WORK INSTRUCTIONS: The response must match the data below exactly, line for line.

Items from a dataset:
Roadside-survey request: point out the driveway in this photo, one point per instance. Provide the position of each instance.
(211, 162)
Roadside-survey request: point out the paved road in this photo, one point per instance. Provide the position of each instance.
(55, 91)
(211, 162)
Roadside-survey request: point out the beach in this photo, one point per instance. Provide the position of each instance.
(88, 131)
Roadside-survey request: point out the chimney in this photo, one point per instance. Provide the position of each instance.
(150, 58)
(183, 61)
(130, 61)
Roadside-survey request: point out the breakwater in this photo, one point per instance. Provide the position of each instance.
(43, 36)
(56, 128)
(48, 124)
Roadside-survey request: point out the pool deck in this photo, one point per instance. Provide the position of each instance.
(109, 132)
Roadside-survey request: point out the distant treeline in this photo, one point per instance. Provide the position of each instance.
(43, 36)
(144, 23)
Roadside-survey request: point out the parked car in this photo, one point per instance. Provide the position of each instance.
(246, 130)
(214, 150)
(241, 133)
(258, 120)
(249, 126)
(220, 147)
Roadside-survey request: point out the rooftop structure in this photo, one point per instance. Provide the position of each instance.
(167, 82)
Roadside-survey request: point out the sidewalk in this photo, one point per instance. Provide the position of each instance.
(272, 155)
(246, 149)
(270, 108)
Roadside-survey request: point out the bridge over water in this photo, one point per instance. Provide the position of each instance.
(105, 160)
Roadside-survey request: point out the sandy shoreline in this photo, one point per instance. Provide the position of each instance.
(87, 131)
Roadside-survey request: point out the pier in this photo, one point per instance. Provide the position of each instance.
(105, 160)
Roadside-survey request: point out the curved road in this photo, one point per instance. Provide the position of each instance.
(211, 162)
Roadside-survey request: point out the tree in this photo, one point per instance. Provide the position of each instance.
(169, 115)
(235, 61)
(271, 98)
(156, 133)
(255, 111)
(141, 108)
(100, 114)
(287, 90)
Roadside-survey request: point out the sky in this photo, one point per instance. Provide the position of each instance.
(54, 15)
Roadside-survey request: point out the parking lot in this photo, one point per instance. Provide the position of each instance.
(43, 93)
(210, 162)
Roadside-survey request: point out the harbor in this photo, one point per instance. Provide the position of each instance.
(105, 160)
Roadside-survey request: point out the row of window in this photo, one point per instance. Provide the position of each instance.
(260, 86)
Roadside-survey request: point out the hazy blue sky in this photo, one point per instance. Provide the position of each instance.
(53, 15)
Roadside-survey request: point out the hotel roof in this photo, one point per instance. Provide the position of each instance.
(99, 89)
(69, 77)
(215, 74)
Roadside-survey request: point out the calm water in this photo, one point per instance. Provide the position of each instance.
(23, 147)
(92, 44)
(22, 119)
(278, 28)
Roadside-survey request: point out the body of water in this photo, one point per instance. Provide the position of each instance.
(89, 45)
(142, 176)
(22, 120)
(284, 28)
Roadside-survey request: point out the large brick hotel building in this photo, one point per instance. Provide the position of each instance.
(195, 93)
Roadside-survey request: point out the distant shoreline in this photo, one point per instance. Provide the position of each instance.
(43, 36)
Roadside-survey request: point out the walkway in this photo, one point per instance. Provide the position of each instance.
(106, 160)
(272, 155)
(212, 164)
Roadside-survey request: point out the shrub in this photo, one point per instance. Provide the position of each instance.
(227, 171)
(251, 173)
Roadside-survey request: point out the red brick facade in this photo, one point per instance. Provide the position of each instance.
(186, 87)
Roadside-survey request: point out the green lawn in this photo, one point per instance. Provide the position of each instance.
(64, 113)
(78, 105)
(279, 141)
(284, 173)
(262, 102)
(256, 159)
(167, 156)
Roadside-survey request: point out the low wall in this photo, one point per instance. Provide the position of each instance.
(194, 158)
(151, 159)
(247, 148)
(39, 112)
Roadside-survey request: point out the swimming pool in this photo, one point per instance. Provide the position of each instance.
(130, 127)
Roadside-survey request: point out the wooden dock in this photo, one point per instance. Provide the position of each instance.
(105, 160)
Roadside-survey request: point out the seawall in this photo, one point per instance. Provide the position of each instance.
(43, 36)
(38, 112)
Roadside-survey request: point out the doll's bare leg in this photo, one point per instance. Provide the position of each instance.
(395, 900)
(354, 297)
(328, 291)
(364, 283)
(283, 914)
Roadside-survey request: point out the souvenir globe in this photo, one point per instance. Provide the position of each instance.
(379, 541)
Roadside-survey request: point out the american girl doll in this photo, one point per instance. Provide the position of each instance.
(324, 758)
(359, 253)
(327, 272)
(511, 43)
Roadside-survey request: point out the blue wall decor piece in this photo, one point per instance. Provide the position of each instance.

ANSWER BOX:
Roadside-survey request: point out the driveway in this photo, one point per instance. Provide the position of each instance.
(211, 162)
Roadside-survey request: point out the paved road in this photo, one point per instance. Provide the position of each instance.
(55, 91)
(211, 162)
Roadside-survey request: point out the beach in this photo, one point per instance. Provide the position of each instance.
(88, 131)
Roadside-survey request: point out the chimney in this photo, one point per instance. Provide the position of each instance.
(150, 58)
(183, 61)
(130, 61)
Roadside-survey request: point out the breakwater in this photo, one point per instance. Provide the position of each instance.
(43, 36)
(56, 128)
(48, 124)
Roadside-survey request: point out the pool deck in this photo, one point per instance. Provide the position of each instance.
(109, 132)
Roadside-survey request: point out the distant treeline in this photo, one point per instance. Provide the position of each instance.
(43, 36)
(144, 23)
Roadside-survey request: point out the parked car in this photo, one point per instance. Provide the position of each instance.
(246, 130)
(214, 150)
(241, 133)
(258, 120)
(249, 126)
(220, 147)
Roadside-survey request: point out the rooftop structure in this photo, one point per instance. Provide the position of each instance.
(167, 82)
Roadside-survey request: point out the sidewalk in this photo, one point per instance. Provide the position of each instance.
(272, 155)
(246, 149)
(270, 108)
Roadside-survey request: point out the bridge over water in this photo, one point per instance. Provide the position of each instance.
(105, 160)
Roadside-survey request: point out the sandy shoreline in this photo, one point per instance. Provide the position of each instance.
(87, 131)
Roadside-survey request: point out the pier in this photo, one point per instance. Provide the position of each instance.
(105, 160)
Roadside-survey request: point out the curved road in this photo, one point per instance. Provide the position of each instance.
(211, 162)
Roadside-survey request: point out the tree in this photo, one point per instance. Provide the position of each instance.
(169, 115)
(235, 61)
(271, 98)
(156, 133)
(255, 111)
(141, 108)
(100, 114)
(287, 90)
Roadside-survey request: point out the sky in this photo, one point per instance. Provide the position of each instance.
(54, 15)
Roadside-survey request: point out the parking lot in this photo, one point per instance. Provide the position of each instance.
(43, 93)
(210, 162)
Roadside-survey request: point out the harbor in this photo, one point per instance. Provide the position of each instance.
(105, 160)
Roadside-survey request: point out the row of window in this photo, one point per instance. Provide the position of each instance.
(260, 86)
Roadside-survey request: point out the hazy blue sky in this photo, one point per instance. Provide the position of each instance.
(53, 15)
Roadside-survey request: point out the hotel roof in this photo, one point per instance. Provide the position of each instance.
(99, 89)
(69, 77)
(215, 74)
Roadside-survey request: point out the calm water in this photo, one point per instance. Provide the position of each instance.
(23, 147)
(92, 44)
(22, 119)
(278, 28)
Roadside-survey request: point out the body of water in this photo, one point per instance. Provide the position of each instance.
(89, 45)
(142, 176)
(22, 120)
(284, 28)
Roadside-survey request: point out the large brick hotel building in this photo, one point per instance. Provide the position of each instance.
(195, 93)
Roadside-survey request: point out the distant shoreline in this photo, one point per instance. Provide the position of each instance.
(43, 36)
Roadside-survey request: point out the walkway in this photo, one point per instance. Provide the position of each instance.
(106, 160)
(272, 155)
(212, 164)
Roadside-survey request: point out the shrub in this photo, one point per instance. Provide the position of each instance.
(227, 171)
(251, 173)
Roadside-survey request: point out the red brick facade in this photo, one point per instance. Provide the position of each instance.
(186, 87)
Roadside-survey request: point out the green lawn in this photo, one point per instance. Provide the position of each instance.
(64, 113)
(78, 105)
(279, 141)
(284, 173)
(262, 102)
(256, 159)
(167, 156)
Roadside-survey request: point out the low wall in this photo, one point per instance. Provide the position of each instance.
(194, 158)
(151, 159)
(247, 148)
(39, 112)
Roadside-survey request: point out the swimming pool in this photo, one point per instance. Provide the position of each instance.
(130, 127)
Roadside-survey request: point out the wooden dock in this photo, one point per instance. Provide the position of each instance.
(105, 160)
Roadside-survey request: point out the seawall in this photo, one point per instance. Provide the position of each instance.
(43, 36)
(38, 112)
Roadside-survey request: point out the doll's bare leg in this photo, one point per instance. Provide the position of each instance.
(395, 900)
(354, 297)
(328, 291)
(364, 283)
(283, 914)
Roadside-survey request: point out the souvenir globe in this photo, one point per instance. Provide the position of each instance.
(379, 541)
Roadside-survey request: point out the american girl doll in this photo, one point per instance. Provide the position of each instance.
(324, 758)
(359, 253)
(327, 272)
(511, 43)
Roadside-survey request: point out the blue wall decor piece in this photo, one point per instance. Provide the position of each instance.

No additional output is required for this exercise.